- [What you should do] Reproduce every line starting at the first one and ending at the line containing "left=603, top=624, right=625, bottom=644", offsetting each box coordinate in the answers by -38.

- [Input for this task]
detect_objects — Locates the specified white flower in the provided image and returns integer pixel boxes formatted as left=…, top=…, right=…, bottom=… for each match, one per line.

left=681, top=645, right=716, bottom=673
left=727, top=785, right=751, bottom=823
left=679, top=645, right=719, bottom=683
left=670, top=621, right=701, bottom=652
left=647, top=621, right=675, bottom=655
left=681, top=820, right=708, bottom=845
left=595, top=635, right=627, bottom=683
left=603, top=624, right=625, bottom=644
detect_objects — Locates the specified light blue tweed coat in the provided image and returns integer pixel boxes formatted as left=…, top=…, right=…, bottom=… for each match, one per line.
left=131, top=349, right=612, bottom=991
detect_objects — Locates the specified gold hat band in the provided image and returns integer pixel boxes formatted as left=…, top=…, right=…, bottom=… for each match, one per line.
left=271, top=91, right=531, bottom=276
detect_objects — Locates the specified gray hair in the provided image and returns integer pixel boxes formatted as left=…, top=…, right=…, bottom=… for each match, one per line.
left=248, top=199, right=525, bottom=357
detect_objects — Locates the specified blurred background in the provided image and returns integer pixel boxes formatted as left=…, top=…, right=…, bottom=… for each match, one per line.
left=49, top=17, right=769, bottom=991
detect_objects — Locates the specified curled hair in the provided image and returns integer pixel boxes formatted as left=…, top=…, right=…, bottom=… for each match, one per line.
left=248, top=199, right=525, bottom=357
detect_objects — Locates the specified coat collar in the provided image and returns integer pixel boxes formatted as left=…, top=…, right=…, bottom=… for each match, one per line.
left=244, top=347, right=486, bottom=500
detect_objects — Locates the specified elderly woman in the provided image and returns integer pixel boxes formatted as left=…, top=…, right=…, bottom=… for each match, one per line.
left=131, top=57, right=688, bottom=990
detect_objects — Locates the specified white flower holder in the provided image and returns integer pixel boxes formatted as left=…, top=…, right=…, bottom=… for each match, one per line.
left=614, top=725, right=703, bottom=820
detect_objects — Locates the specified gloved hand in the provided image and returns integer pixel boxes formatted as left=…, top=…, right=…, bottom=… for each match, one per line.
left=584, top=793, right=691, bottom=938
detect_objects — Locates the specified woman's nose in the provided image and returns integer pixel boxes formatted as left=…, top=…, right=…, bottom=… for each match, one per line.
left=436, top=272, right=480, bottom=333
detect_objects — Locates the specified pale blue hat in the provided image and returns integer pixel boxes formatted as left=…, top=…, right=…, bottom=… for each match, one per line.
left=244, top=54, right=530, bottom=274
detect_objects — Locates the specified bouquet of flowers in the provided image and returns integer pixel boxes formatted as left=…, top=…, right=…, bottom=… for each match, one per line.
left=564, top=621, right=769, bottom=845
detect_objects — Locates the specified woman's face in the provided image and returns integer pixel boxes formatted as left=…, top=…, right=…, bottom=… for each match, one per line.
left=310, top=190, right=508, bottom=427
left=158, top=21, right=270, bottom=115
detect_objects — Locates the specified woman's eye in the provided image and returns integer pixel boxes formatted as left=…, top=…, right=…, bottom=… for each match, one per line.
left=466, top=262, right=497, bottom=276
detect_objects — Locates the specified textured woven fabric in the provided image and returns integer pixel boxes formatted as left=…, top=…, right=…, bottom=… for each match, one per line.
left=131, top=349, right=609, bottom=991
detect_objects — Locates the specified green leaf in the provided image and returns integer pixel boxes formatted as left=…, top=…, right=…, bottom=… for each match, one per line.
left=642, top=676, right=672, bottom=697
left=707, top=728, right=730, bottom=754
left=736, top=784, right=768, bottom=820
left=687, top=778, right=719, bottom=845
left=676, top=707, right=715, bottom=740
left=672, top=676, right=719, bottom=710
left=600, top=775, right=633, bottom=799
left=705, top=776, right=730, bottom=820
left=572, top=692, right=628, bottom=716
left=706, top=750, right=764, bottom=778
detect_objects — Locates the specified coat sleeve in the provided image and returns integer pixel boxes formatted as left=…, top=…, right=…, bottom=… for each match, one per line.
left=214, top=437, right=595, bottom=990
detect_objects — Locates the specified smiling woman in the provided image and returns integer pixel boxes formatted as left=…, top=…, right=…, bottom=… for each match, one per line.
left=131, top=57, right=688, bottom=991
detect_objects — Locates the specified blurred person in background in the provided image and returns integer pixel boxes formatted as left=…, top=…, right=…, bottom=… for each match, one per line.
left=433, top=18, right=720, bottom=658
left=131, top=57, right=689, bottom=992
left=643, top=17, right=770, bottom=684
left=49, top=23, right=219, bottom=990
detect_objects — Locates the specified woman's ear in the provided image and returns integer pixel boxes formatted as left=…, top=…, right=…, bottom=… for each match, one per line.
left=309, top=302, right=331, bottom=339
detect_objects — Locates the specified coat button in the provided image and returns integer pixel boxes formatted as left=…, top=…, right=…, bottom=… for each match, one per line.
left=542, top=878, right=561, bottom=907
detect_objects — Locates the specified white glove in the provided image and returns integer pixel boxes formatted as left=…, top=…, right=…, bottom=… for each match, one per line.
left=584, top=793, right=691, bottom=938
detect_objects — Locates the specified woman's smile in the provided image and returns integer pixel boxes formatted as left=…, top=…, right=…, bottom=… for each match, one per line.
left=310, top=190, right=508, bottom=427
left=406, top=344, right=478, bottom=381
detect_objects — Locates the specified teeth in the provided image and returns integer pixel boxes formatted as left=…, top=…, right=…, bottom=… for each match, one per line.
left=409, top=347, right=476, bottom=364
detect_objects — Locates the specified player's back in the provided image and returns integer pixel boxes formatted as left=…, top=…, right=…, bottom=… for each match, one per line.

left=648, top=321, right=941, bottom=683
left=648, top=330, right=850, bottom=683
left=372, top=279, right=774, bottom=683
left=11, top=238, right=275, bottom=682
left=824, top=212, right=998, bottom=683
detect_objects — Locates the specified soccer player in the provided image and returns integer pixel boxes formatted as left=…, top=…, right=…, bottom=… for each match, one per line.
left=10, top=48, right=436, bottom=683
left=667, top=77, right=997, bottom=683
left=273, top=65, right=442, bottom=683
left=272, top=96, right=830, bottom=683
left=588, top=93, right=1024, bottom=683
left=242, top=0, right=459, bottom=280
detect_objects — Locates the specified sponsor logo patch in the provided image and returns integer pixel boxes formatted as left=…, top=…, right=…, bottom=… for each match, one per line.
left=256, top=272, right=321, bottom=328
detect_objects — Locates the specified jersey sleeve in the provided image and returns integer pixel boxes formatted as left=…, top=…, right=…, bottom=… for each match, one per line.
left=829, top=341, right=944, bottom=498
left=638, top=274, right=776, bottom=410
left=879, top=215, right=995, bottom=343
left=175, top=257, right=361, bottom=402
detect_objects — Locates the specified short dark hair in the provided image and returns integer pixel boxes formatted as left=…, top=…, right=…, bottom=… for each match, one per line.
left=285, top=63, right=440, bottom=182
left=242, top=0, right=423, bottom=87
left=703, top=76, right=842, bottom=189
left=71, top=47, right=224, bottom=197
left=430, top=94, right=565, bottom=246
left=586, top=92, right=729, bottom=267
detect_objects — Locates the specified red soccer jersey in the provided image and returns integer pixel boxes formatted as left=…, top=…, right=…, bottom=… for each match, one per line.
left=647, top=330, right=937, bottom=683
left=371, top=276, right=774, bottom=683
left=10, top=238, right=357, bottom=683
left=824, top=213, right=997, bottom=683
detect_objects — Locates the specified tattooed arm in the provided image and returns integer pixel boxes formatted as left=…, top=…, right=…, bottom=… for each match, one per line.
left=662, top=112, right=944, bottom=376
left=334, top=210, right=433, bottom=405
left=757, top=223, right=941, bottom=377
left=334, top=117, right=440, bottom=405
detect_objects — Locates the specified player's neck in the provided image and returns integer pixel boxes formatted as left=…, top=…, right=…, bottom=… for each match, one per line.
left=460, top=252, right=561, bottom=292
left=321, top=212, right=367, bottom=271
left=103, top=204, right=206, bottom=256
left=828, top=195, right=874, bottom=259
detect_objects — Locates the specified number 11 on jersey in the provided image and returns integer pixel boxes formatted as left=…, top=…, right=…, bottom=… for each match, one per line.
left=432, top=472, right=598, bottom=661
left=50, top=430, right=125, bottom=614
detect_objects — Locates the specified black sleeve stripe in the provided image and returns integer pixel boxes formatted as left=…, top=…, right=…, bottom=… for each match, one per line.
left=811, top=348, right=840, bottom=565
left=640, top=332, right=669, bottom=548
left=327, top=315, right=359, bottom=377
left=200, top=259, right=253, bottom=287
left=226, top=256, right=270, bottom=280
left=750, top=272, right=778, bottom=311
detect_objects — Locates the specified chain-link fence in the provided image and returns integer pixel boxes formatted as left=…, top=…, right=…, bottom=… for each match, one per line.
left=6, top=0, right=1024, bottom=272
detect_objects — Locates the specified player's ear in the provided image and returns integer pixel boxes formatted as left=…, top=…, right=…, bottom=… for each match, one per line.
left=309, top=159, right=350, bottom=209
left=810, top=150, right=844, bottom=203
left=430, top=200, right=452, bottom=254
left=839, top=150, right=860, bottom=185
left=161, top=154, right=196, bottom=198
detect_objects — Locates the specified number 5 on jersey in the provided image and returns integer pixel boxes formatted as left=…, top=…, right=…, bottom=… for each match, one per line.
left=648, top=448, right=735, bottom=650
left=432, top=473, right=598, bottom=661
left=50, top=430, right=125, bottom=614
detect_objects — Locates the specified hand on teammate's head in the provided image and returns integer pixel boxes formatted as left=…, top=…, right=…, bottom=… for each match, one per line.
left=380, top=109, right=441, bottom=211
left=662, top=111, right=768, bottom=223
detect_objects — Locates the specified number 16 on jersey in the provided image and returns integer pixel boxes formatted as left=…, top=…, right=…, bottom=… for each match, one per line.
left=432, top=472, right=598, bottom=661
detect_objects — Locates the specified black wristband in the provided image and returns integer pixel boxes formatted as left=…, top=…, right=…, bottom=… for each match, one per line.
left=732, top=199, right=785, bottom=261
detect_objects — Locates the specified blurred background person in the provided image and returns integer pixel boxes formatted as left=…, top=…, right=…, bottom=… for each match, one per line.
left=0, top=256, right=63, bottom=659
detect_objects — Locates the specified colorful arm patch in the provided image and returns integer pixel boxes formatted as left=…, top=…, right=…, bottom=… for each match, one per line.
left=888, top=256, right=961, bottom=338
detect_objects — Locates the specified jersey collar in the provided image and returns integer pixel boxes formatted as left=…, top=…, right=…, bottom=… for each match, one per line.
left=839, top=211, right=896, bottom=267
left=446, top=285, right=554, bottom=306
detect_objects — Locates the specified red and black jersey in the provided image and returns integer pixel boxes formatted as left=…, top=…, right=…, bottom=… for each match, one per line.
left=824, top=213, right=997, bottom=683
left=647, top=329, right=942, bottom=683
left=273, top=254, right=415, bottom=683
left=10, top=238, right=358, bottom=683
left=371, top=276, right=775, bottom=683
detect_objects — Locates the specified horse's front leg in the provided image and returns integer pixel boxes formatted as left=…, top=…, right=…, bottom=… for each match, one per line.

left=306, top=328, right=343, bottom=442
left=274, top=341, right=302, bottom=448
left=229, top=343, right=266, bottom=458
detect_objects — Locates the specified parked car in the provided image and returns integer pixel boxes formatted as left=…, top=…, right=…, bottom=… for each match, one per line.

- [Task output]
detect_objects — Locates the specified white flower in the provided image and returns integer pixel boxes formatted as left=…, top=…, right=…, bottom=… for each match, one per line.

left=643, top=607, right=678, bottom=635
left=689, top=747, right=713, bottom=785
left=641, top=607, right=681, bottom=645
left=632, top=583, right=663, bottom=614
left=609, top=583, right=637, bottom=617
left=643, top=782, right=670, bottom=807
left=557, top=597, right=589, bottom=645
left=565, top=586, right=587, bottom=606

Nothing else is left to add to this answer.